B______ exploite – sous son nom – une entreprise individuelle active dans le domaine du carrelage qui a son siège à Genève.
Par contrat de travail conclu le 4 juin 2018 pour une durée indéterminée, B______ (ci-après également l’employeur) a engagé A______ (ci-après également l’employé) en qualité de carreleur (…). La Convention Collective de Travail Romande du Second Œuvre (CCT-SOR) était applicable aux rapports de travail. (…)
Par lettre de son assurance protection juridique (ci-après : C______) du 4 novembre 2019, A______ a informé B______ que le laser en croix mis à sa disposition [par l’employeur en remplacement d’un outil qui lui appartenait] ne présentait pas les mêmes qualités que son ancien laser à trois lignes. L’employeur était ainsi prié de remettre à A______ un laser à trois lignes ou de lui verser la somme de 285 fr. afin qu’il puisse en racheter un.

# # # #

#### CONSIGNE:
Recopiez à l'identique tout ce qui va, dans l'extrait, de « Par contrat de » jusqu'à « en racheter un. ». Appuyez-vous uniquement sur l'extrait.

#### ENREGISTREMENTS EXTRAITS:
# # # #

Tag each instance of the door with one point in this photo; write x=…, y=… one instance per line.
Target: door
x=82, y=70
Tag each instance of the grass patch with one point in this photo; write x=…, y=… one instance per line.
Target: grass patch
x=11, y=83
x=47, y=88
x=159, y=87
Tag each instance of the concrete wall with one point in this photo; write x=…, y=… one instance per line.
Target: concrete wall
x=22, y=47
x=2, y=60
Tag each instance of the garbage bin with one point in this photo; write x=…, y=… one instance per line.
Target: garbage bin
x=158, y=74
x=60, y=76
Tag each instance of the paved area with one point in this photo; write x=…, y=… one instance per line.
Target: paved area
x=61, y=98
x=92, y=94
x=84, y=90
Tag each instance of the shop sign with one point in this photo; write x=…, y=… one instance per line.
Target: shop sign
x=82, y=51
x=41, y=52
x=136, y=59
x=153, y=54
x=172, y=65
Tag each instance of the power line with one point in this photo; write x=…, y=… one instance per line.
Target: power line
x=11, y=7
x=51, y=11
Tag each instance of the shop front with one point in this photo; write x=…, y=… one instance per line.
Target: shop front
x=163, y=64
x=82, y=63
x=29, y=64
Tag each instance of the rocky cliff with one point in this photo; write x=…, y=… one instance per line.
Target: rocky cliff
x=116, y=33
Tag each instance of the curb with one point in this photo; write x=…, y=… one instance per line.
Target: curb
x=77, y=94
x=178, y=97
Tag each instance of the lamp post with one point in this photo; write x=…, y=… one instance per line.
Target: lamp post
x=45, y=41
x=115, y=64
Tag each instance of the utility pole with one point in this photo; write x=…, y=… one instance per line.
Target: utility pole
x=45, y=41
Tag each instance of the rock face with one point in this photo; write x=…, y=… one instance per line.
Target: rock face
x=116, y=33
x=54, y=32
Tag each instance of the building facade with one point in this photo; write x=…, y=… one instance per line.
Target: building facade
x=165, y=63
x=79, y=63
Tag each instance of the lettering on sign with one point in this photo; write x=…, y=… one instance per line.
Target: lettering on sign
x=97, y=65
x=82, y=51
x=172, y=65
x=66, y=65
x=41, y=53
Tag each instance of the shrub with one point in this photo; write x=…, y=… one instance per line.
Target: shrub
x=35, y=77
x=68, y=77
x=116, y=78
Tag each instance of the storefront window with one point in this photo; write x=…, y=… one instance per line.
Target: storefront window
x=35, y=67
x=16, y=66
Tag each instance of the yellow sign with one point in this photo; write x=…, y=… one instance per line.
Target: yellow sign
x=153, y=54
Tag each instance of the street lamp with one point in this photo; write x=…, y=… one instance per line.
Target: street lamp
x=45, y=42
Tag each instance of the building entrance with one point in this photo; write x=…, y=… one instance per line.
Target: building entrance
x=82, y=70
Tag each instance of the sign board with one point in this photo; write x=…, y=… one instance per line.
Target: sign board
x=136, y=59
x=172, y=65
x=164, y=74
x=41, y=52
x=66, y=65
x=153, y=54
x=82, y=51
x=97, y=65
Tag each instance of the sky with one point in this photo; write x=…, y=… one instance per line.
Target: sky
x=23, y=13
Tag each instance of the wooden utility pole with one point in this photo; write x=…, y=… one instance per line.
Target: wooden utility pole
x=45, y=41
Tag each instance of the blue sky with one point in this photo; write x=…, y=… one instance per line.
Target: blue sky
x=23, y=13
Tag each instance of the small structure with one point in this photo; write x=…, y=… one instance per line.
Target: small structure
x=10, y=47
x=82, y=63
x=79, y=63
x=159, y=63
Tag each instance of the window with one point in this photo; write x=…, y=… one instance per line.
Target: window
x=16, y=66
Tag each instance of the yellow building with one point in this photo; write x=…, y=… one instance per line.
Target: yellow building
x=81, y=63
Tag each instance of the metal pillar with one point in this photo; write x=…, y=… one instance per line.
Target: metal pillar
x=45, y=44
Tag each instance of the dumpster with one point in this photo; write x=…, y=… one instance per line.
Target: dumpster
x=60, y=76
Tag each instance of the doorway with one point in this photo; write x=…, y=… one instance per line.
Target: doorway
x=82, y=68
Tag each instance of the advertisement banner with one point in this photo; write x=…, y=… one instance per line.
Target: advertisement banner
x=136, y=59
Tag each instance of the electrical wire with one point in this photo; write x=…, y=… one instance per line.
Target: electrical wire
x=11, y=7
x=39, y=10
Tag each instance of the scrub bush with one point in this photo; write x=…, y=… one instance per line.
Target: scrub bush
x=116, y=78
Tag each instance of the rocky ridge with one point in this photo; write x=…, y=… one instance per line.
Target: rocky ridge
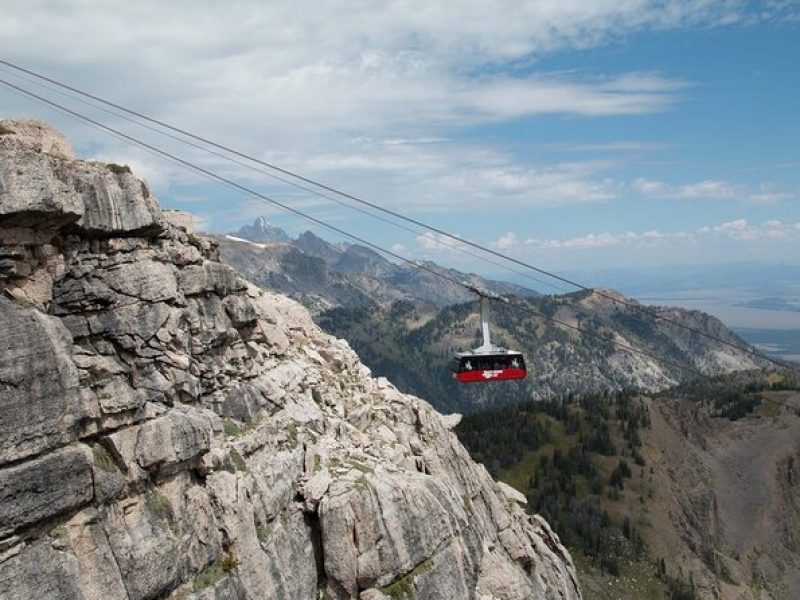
x=171, y=431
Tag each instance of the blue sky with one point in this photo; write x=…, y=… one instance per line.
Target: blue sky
x=576, y=135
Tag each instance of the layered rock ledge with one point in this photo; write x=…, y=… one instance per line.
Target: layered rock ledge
x=170, y=431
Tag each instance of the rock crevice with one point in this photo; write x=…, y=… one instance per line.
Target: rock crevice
x=171, y=431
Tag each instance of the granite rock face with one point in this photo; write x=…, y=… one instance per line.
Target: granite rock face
x=171, y=431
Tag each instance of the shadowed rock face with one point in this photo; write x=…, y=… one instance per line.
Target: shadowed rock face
x=170, y=431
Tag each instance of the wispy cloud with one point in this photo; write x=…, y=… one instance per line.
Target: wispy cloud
x=711, y=189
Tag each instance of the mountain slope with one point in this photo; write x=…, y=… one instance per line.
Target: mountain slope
x=322, y=275
x=412, y=344
x=171, y=431
x=690, y=494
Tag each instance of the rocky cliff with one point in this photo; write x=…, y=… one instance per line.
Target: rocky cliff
x=170, y=431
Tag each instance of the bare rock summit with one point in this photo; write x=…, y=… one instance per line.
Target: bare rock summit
x=171, y=431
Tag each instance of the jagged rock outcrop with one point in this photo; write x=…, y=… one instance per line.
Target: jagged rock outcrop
x=171, y=431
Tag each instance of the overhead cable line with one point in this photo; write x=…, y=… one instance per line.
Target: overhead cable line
x=447, y=242
x=620, y=301
x=266, y=199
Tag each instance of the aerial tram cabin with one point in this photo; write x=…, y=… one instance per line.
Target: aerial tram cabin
x=488, y=362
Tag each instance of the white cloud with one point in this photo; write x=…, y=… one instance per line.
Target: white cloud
x=369, y=96
x=504, y=242
x=437, y=242
x=712, y=189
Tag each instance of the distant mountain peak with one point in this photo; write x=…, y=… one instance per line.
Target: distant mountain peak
x=262, y=231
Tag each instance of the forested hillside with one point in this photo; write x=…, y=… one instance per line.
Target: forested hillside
x=412, y=344
x=605, y=470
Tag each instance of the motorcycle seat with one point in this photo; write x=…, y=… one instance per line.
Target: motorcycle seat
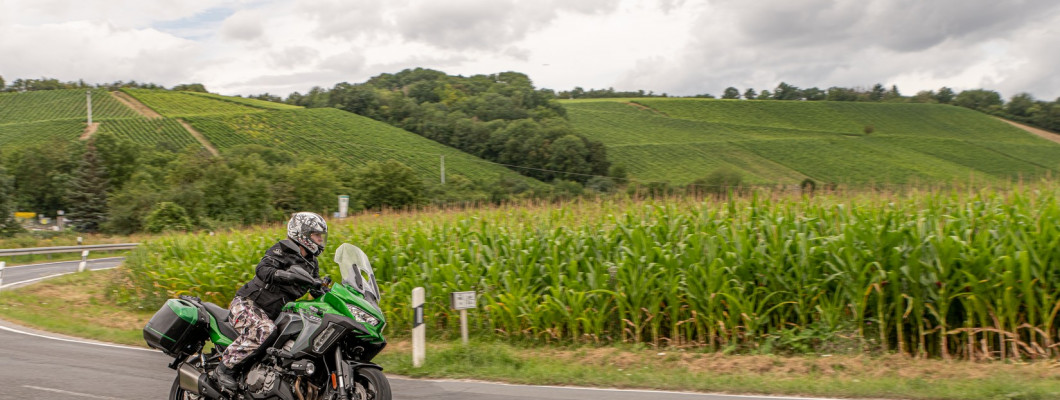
x=222, y=314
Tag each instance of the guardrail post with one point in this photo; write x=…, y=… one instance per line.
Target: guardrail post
x=419, y=330
x=84, y=260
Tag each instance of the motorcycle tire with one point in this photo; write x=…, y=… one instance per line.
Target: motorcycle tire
x=177, y=393
x=371, y=385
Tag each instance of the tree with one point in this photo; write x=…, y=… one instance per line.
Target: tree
x=191, y=87
x=785, y=91
x=168, y=216
x=7, y=224
x=88, y=192
x=390, y=184
x=877, y=93
x=842, y=94
x=944, y=96
x=127, y=208
x=924, y=97
x=814, y=93
x=978, y=99
x=1021, y=105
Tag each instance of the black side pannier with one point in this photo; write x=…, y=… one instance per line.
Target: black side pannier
x=177, y=328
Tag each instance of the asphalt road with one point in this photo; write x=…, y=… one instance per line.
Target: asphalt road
x=41, y=365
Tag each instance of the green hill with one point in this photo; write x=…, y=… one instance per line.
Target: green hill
x=351, y=138
x=35, y=118
x=679, y=140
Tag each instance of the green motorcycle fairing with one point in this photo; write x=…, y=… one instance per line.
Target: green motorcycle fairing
x=337, y=301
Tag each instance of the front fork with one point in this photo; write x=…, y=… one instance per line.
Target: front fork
x=347, y=374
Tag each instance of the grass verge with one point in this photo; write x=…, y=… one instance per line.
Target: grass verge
x=75, y=305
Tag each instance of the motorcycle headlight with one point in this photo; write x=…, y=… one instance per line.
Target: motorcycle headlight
x=361, y=315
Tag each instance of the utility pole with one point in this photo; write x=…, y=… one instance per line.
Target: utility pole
x=88, y=94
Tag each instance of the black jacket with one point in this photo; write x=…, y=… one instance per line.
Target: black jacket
x=271, y=296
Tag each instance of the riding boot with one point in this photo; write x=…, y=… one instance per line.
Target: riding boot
x=224, y=377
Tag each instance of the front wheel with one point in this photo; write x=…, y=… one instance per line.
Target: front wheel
x=177, y=393
x=371, y=384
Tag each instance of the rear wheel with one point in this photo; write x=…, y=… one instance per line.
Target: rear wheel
x=371, y=384
x=177, y=393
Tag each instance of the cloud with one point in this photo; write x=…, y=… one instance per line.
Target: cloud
x=832, y=42
x=486, y=24
x=243, y=25
x=95, y=52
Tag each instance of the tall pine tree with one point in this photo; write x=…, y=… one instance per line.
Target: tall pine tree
x=87, y=193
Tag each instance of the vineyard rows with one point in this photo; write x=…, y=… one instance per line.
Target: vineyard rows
x=679, y=140
x=184, y=104
x=48, y=105
x=348, y=137
x=16, y=135
x=159, y=133
x=244, y=101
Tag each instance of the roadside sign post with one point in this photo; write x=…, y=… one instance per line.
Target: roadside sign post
x=84, y=261
x=462, y=301
x=343, y=206
x=419, y=330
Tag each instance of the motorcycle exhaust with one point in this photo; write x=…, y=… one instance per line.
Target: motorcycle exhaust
x=196, y=382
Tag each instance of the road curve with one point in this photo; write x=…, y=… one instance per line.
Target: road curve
x=41, y=365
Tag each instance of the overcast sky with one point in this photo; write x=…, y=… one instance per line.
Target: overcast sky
x=678, y=47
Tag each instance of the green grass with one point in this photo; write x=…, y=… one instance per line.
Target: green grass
x=248, y=102
x=22, y=134
x=352, y=138
x=171, y=103
x=679, y=140
x=47, y=105
x=919, y=273
x=160, y=133
x=47, y=306
x=75, y=305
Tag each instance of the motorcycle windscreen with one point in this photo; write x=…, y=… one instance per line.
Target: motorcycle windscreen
x=357, y=271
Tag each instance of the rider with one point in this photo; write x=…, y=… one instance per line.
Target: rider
x=275, y=283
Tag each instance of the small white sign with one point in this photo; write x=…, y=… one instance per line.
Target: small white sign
x=462, y=300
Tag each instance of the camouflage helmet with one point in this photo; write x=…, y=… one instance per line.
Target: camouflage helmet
x=304, y=224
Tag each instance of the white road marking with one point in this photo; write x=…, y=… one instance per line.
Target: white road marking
x=33, y=280
x=91, y=260
x=71, y=393
x=13, y=330
x=48, y=277
x=612, y=389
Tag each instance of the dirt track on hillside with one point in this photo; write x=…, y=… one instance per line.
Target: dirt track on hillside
x=1040, y=133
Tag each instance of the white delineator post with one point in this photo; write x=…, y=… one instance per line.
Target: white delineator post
x=419, y=330
x=84, y=261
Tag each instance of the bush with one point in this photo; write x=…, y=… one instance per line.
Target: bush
x=168, y=216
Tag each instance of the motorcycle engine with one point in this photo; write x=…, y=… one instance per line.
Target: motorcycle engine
x=261, y=380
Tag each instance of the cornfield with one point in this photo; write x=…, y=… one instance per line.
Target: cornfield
x=969, y=274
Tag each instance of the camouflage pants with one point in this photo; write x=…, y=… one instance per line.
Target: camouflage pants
x=253, y=327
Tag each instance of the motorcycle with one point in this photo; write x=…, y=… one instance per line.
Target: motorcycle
x=321, y=349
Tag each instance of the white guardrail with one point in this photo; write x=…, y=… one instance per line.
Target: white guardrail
x=45, y=250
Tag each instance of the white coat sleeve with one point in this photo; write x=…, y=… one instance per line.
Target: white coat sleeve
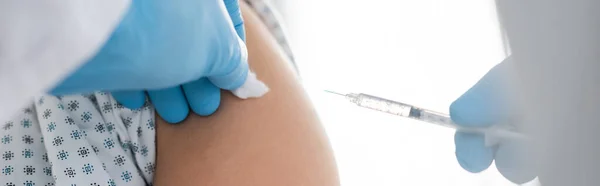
x=41, y=42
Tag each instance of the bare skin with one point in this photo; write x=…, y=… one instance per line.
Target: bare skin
x=276, y=140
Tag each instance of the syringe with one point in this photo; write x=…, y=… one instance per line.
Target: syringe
x=492, y=134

# # # #

#### CORRIGÉ:
Par contrat de travail conclu le 4 juin 2018 pour une durée indéterminée, B______ (ci-après également l’employeur) a engagé A______ (ci-après également l’employé) en qualité de carreleur (…). La Convention Collective de Travail Romande du Second Œuvre (CCT-SOR) était applicable aux rapports de travail. (…)
Par lettre de son assurance protection juridique (ci-après : C______) du 4 novembre 2019, A______ a informé B______ que le laser en croix mis à sa disposition [par l’employeur en remplacement d’un outil qui lui appartenait] ne présentait pas les mêmes qualités que son ancien laser à trois lignes. L’employeur était ainsi prié de remettre à A______ un laser à trois lignes ou de lui verser la somme de 285 fr. afin qu’il puisse en racheter un.